[Segmentation data]
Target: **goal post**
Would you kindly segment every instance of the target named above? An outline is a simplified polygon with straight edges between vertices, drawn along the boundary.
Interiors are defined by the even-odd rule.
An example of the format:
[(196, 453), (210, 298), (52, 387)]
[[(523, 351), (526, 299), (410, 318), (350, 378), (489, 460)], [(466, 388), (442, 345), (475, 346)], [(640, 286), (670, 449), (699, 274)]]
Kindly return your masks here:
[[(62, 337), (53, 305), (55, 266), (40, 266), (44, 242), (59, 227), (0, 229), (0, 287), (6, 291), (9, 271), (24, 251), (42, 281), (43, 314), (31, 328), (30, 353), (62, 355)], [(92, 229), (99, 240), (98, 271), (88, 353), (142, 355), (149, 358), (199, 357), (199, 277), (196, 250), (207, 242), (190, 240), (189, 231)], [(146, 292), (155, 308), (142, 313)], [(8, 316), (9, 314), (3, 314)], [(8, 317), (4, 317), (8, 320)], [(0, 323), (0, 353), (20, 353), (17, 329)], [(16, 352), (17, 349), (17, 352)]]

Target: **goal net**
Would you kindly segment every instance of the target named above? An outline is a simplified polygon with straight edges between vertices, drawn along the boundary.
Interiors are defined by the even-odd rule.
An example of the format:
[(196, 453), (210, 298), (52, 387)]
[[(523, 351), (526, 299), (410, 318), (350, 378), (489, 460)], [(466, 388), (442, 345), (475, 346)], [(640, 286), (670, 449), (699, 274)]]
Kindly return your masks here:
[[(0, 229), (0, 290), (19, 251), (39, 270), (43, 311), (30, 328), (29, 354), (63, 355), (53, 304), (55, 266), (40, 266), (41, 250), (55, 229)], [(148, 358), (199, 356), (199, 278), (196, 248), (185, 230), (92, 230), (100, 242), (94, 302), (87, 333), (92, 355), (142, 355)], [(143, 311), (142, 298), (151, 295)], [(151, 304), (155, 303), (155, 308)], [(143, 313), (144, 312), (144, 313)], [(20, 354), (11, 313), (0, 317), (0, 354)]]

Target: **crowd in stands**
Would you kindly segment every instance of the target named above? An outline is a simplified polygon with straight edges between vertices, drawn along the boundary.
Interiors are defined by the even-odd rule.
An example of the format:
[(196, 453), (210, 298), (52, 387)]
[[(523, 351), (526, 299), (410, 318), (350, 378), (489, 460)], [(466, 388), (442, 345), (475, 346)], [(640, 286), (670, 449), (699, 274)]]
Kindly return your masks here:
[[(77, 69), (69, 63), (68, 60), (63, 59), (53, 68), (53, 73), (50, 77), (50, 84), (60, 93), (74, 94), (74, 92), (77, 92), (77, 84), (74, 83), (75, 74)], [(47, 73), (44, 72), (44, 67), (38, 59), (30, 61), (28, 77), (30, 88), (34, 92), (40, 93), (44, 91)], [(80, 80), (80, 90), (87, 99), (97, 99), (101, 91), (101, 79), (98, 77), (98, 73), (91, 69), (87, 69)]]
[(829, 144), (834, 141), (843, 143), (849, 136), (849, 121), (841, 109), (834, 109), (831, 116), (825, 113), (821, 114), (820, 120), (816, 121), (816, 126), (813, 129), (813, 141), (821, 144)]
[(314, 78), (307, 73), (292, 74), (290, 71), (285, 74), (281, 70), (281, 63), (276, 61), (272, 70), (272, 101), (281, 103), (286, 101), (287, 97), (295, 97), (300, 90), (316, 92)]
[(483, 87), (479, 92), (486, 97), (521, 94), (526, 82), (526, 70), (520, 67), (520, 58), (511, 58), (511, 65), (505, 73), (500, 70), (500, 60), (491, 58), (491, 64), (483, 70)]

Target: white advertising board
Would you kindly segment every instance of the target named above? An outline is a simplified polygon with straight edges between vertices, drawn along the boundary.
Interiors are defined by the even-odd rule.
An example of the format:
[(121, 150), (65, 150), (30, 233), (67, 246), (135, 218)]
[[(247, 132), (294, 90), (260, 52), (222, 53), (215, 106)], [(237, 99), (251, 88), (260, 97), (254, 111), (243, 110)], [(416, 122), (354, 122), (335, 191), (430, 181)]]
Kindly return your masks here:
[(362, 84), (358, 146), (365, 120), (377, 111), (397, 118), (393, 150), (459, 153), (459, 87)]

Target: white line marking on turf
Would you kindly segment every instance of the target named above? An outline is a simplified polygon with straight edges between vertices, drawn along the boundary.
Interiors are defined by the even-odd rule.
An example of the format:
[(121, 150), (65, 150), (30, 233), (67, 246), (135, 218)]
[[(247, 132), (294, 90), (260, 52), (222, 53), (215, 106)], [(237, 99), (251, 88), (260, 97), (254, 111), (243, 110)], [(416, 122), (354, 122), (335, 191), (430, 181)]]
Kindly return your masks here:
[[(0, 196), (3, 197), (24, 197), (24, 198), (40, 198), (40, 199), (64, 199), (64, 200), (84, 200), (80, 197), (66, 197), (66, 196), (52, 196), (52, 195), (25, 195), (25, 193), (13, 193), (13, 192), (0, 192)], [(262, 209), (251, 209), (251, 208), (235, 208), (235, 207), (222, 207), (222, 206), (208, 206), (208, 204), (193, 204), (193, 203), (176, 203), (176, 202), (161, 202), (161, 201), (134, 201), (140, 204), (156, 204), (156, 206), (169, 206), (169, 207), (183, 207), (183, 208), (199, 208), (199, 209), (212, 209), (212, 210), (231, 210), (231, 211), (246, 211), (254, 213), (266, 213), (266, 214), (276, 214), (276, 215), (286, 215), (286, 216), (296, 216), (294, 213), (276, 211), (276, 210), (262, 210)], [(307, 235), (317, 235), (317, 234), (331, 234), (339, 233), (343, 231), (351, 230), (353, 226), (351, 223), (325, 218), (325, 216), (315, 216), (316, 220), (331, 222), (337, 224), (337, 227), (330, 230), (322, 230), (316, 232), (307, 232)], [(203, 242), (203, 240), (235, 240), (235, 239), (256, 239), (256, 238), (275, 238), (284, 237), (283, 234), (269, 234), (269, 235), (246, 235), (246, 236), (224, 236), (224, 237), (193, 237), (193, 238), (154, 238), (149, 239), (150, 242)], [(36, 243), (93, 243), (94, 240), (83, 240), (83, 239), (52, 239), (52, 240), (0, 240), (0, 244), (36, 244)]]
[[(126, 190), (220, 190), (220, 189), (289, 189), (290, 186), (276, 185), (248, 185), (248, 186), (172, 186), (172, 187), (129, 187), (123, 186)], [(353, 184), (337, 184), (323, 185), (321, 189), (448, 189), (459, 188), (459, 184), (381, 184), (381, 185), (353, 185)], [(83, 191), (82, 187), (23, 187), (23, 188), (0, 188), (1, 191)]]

» Exercise instructions
Copy the listing from the line with "Target: **goal net**" up to and including the line with "317), (0, 354)]]", swapping "even-odd rule" for "nonzero winding rule" and leaving everything else unchanged.

» Output of the exercise
Target: **goal net**
Would you kindly segment every instance of the target named above? An outline is a simplified polygon with straight edges between vertices, drawn along the boundary.
Interiors are defined by the nonzero winding rule.
An example of the format:
[(196, 453), (210, 298), (52, 387)]
[[(523, 351), (526, 299), (410, 318), (350, 378), (489, 460)], [(466, 388), (442, 345), (475, 346)], [(640, 286), (670, 449), (699, 274)]]
Kindly return your masks here:
[[(0, 229), (0, 290), (19, 251), (39, 270), (43, 311), (30, 328), (29, 354), (63, 355), (53, 304), (55, 266), (40, 266), (41, 250), (55, 229)], [(148, 358), (199, 356), (199, 278), (196, 248), (185, 230), (92, 230), (100, 242), (94, 302), (87, 333), (92, 355), (142, 355)], [(143, 311), (142, 298), (151, 295)], [(151, 304), (155, 303), (155, 308)], [(143, 313), (144, 312), (144, 313)], [(20, 354), (11, 313), (0, 317), (0, 354)]]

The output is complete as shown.